-24

https://stackoverflow.com/a/25380698/298661

This is a perfectly fine, totally accurate answer. Why on Earth was it deleted by the moderator?

29
  • 9
    Add pic (or link to one) for us commoners unable to see deleted stuff.
    – thecoshman
    Aug 20, 2014 at 12:14
  • 14
    The answer text is simply "No!". You believe a high quality answer like that should remain? In particular when the OP had to resort to Unicode trickery to go over the minimum post length restriction?
    – Oded
    Aug 20, 2014 at 12:15
  • 3
    @Oded based on the question, yes. 'No!' perfectly answers the question. The question here is, is why is that question still around?
    – thecoshman
    Aug 20, 2014 at 12:16
  • 22
    @Puppy, any reason why you keep rolling back efforts by others to add a screenshot of that answer? Aug 20, 2014 at 12:17
  • 31
    And the community is finding it more helpful to have the picture. Please don't get into a rollback war.

-----

Goal a -
Return everything in the deleted-answer thread from "This is a perfectly" down to "see deleted stuff.".
The rows have nothing to do with the deleted-answer thread.

-----

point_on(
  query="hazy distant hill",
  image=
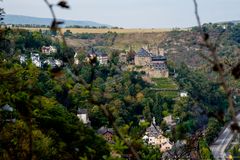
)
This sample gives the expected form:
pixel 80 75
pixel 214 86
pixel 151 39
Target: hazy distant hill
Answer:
pixel 17 19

-----

Goal b -
Select each line of the rows that contains the string "hazy", treating uppercase and lowercase as different.

Complete response a -
This is a perfectly fine, totally accurate answer. Why on Earth was it deleted by the moderator?

29
  • 9
    Add pic (or link to one) for us commoners unable to see deleted stuff.

Complete response b -
  query="hazy distant hill",
Target: hazy distant hill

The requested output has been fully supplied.